__Stored records__

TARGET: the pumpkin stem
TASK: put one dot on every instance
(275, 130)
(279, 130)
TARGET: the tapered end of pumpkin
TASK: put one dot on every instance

__What the task asks__
Please give the records above again with each "pumpkin" changed to "squash" and all else left as is.

__Final result__
TARGET: the squash stem
TASK: put one dot on every instance
(275, 130)
(279, 130)
TARGET: the tapered end of squash
TASK: put one dot on every instance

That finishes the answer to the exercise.